▶ [Source data]
- - - -
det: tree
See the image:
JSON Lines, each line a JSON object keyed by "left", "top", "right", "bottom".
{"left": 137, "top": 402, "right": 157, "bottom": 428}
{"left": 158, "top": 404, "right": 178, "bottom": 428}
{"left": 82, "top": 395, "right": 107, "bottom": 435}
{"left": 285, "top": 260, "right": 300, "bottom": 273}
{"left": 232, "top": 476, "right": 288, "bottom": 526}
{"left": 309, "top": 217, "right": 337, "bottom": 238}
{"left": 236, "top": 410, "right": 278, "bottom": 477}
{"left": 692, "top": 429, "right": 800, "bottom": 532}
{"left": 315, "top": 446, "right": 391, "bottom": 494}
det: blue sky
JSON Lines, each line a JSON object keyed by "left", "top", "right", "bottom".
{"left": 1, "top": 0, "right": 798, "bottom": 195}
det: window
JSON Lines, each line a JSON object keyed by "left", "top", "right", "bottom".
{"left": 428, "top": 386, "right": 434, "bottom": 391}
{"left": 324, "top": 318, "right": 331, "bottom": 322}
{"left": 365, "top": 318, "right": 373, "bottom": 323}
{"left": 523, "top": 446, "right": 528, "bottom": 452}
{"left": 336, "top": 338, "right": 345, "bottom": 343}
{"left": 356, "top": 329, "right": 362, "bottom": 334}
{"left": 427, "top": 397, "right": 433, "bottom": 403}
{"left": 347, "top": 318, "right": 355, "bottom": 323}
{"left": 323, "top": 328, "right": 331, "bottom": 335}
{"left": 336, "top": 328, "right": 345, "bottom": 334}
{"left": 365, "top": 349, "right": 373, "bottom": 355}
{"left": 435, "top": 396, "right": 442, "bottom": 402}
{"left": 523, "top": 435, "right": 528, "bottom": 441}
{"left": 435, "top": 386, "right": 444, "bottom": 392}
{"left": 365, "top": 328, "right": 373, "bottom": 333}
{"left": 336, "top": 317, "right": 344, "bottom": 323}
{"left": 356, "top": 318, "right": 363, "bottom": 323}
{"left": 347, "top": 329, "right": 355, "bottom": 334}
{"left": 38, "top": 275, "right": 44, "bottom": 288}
- - - -
▶ [Work item] Nothing but the lines from the top of the entries above through the line with "det: window" should be set down, each exactly as written.

▶ [Response box]
det: tree
See the image:
JSON Lines, each line a JSON object keyed by "left", "top", "right", "bottom".
{"left": 137, "top": 402, "right": 157, "bottom": 428}
{"left": 158, "top": 404, "right": 178, "bottom": 428}
{"left": 82, "top": 395, "right": 107, "bottom": 435}
{"left": 285, "top": 260, "right": 300, "bottom": 273}
{"left": 232, "top": 476, "right": 288, "bottom": 526}
{"left": 309, "top": 217, "right": 337, "bottom": 238}
{"left": 236, "top": 410, "right": 278, "bottom": 477}
{"left": 692, "top": 429, "right": 800, "bottom": 532}
{"left": 315, "top": 446, "right": 391, "bottom": 494}
det: blue sky
JSON Lines, each line a JSON object keyed by "left", "top", "right", "bottom".
{"left": 1, "top": 0, "right": 798, "bottom": 195}
det: window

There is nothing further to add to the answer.